"""

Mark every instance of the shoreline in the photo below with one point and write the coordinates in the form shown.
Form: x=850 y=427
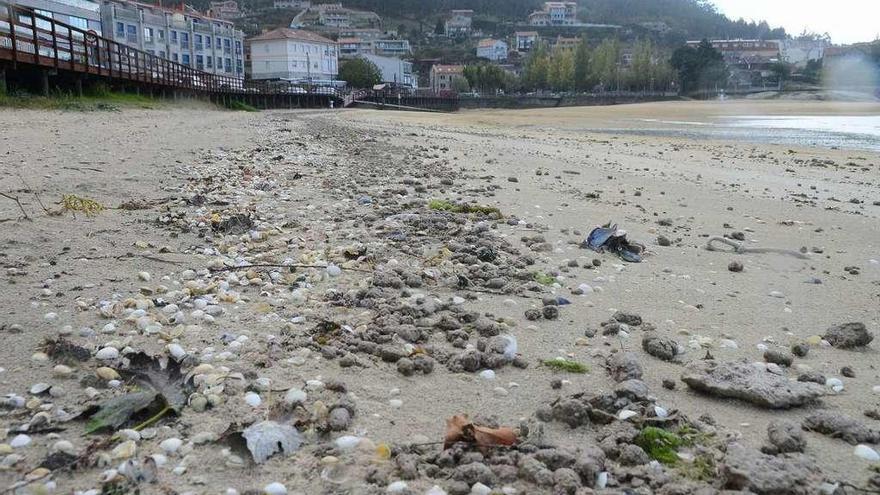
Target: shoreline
x=353 y=189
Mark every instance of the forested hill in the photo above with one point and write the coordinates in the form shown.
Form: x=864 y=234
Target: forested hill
x=691 y=18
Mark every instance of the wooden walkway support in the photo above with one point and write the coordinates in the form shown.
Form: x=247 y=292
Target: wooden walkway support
x=45 y=48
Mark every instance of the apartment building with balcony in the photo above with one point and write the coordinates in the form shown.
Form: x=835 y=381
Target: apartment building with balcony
x=82 y=14
x=294 y=55
x=184 y=36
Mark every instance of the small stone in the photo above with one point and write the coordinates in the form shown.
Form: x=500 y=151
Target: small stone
x=866 y=453
x=275 y=489
x=778 y=357
x=19 y=441
x=294 y=397
x=800 y=350
x=171 y=445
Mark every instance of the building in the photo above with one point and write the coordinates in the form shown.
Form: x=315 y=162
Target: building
x=335 y=17
x=799 y=52
x=459 y=23
x=82 y=14
x=227 y=10
x=442 y=77
x=525 y=40
x=292 y=4
x=352 y=47
x=493 y=50
x=394 y=70
x=293 y=55
x=555 y=14
x=392 y=48
x=745 y=52
x=566 y=44
x=183 y=36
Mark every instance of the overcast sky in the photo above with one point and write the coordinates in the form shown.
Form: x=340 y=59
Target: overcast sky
x=848 y=21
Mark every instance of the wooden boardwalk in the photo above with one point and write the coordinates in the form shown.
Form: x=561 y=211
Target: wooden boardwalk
x=30 y=41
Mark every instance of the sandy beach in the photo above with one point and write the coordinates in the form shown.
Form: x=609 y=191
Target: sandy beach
x=326 y=264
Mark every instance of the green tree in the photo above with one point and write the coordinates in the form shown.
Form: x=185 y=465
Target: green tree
x=360 y=73
x=582 y=66
x=605 y=64
x=536 y=68
x=700 y=68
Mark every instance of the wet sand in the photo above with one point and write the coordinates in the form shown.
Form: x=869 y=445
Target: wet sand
x=785 y=197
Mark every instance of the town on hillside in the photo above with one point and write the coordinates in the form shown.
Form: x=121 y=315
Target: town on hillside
x=556 y=48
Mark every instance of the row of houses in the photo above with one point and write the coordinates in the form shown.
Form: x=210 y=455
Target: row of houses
x=182 y=35
x=460 y=22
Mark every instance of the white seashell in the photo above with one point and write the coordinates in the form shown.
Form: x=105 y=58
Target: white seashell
x=107 y=354
x=626 y=414
x=347 y=442
x=253 y=399
x=275 y=489
x=866 y=453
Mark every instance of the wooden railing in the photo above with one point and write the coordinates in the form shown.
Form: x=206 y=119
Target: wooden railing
x=31 y=38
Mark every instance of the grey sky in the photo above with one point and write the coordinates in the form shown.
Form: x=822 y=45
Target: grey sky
x=848 y=21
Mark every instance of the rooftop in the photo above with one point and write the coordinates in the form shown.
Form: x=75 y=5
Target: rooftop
x=292 y=34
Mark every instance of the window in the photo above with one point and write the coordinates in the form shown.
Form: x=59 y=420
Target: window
x=79 y=22
x=42 y=24
x=131 y=33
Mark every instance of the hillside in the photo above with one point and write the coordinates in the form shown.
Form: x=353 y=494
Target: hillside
x=684 y=18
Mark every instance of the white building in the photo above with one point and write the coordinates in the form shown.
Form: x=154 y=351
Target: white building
x=394 y=70
x=526 y=40
x=293 y=55
x=555 y=14
x=459 y=23
x=292 y=4
x=184 y=36
x=493 y=50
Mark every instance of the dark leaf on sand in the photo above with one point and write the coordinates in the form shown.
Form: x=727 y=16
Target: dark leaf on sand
x=460 y=429
x=115 y=412
x=167 y=380
x=63 y=351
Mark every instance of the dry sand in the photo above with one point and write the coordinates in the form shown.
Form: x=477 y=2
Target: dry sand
x=778 y=195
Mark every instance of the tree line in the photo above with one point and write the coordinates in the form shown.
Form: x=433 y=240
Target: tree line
x=602 y=68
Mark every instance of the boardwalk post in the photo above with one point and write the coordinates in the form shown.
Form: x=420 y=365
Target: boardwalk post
x=44 y=76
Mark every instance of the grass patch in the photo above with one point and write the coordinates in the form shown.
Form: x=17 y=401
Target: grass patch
x=105 y=101
x=443 y=205
x=240 y=106
x=544 y=279
x=566 y=365
x=662 y=445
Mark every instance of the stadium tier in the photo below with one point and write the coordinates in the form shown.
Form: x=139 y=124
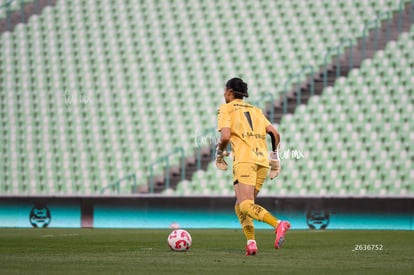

"""

Put every line of the records above into a numbered list, omitting any blank lines and leaving the pictures out.

### ANSWER TO THIS TASK
1. Mark every instance of the shoreline in the photo below with one point and write the coordinates in the form shown.
2. Form: x=850 y=427
3. Target: shoreline
4. x=353 y=189
5. Mark every instance of the forested hill in the photo above with one point and write the coordinates in the form shown.
6. Form: x=864 y=234
7. Target: forested hill
8. x=691 y=18
9. Mark every instance of the wooden walkway support in the photo above with one point and write the coordinates in the form shown.
10. Form: x=247 y=292
11. Target: wooden walkway support
12. x=45 y=48
13. Mark every instance of the apartment building with balcony in the photo above with one point and write the coordinates in the form shown.
14. Form: x=835 y=381
15. Target: apartment building with balcony
16. x=82 y=14
17. x=294 y=55
18. x=184 y=36
19. Mark every instance of the small stone in the photo above with one point and write the coordinates in the form shown.
20. Form: x=500 y=151
21. Target: small stone
22. x=866 y=453
23. x=275 y=489
24. x=778 y=357
25. x=19 y=441
26. x=294 y=397
27. x=800 y=350
28. x=171 y=445
29. Mark every instance of the building in the photo above with one point and write the coordinates in the form shown.
30. Form: x=315 y=162
31. Target: building
32. x=335 y=17
33. x=799 y=52
34. x=459 y=23
35. x=82 y=14
36. x=227 y=10
37. x=442 y=77
38. x=525 y=40
39. x=292 y=4
40. x=352 y=47
41. x=493 y=50
42. x=394 y=70
43. x=293 y=55
44. x=555 y=14
45. x=392 y=48
46. x=745 y=52
47. x=566 y=44
48. x=183 y=36
49. Mark every instance of the overcast sky in the photo above with one point and write the coordinates in the form shown.
50. Form: x=340 y=59
51. Target: overcast sky
52. x=848 y=21
53. Mark every instance of the wooden boardwalk in the photo above with one point and write the coordinates in the form shown.
54. Form: x=561 y=211
55. Target: wooden boardwalk
56. x=30 y=41
57. Mark every instance of the sandy beach in the photo above with one point and write the coordinates in the form shown.
58. Form: x=609 y=191
59. Target: sandy beach
60. x=326 y=264
61. Mark every instance of the green tree in the photo above with one point and write the coordinates in the form shown.
62. Form: x=185 y=465
63. Target: green tree
64. x=360 y=73
65. x=582 y=66
66. x=605 y=64
67. x=536 y=68
68. x=700 y=68
69. Mark every instance of the wet sand in the photo above with one point and write the coordinates in the form shown.
70. Form: x=869 y=445
71. Target: wet sand
72. x=785 y=197
73. Mark every instance of the town on hillside in the photo above with one point and write the coordinates in the form shown.
74. Form: x=121 y=315
75. Target: town on hillside
76. x=556 y=48
77. Mark every instance of the row of houses in the photo above with one point and write the coordinates in the form shown.
78. Form: x=210 y=455
79. Target: row of houses
80. x=182 y=35
81. x=460 y=22
82. Mark every instance of the white seashell in the photo above with one point and write the coordinates in the form shown.
83. Form: x=105 y=58
84. Target: white seashell
85. x=107 y=354
86. x=626 y=414
87. x=347 y=442
88. x=253 y=399
89. x=275 y=489
90. x=866 y=453
91. Mark every instance of the wooden railing in the photo above with one point and write the coordinates in the form shown.
92. Form: x=206 y=119
93. Target: wooden railing
94. x=31 y=38
95. Mark every instance of the grey sky in the photo above with one point and write the coordinates in the form shown.
96. Form: x=822 y=45
97. Target: grey sky
98. x=848 y=21
99. Mark every instance of the rooftop in the photo above with one point and write the coordinates in the form shown.
100. Form: x=75 y=5
101. Target: rooftop
102. x=292 y=34
103. Mark every instance of the window in the photo above with one point and write the coordinates in the form shown.
104. Form: x=59 y=420
105. Target: window
106. x=79 y=22
107. x=42 y=24
108. x=131 y=33
109. Mark every instance of the hillside in the photo above with one point and write the coordinates in the form shown.
110. Form: x=353 y=494
111. Target: hillside
112. x=684 y=18
113. Mark every instance of the white building in the photo above with one point and write the coordinates in the form shown.
114. Form: x=154 y=351
115. Target: white building
116. x=394 y=70
117. x=526 y=40
118. x=293 y=55
119. x=555 y=14
120. x=459 y=23
121. x=292 y=4
122. x=184 y=36
123. x=493 y=50
124. Mark every instance of the dark leaf on sand in the photo above with one point and write the coordinates in the form shown.
125. Form: x=727 y=16
126. Target: dark leaf on sand
127. x=460 y=429
128. x=115 y=412
129. x=167 y=380
130. x=63 y=351
131. Mark every instance of the dry sand in the photo above with one point and write the coordinates in the form shown.
132. Form: x=477 y=2
133. Target: dry sand
134. x=778 y=195
135. Mark every instance of the tree line in the photo above with one point and write the coordinates in the form shown.
136. Form: x=433 y=240
137. Target: tree line
138. x=602 y=68
139. Mark every instance of the boardwalk post in the photo above with one point and write the coordinates in the form shown.
140. Form: x=420 y=365
141. Target: boardwalk post
142. x=44 y=76
143. Mark every instance of the grass patch in the photo above with one point and write the coordinates in the form shown.
144. Form: x=17 y=401
145. Target: grass patch
146. x=105 y=101
147. x=443 y=205
148. x=240 y=106
149. x=544 y=279
150. x=566 y=365
151. x=662 y=445
152. Mark every instance of the stadium tier in the photo below with one point and write the coordinates in the form shown.
153. Form: x=139 y=124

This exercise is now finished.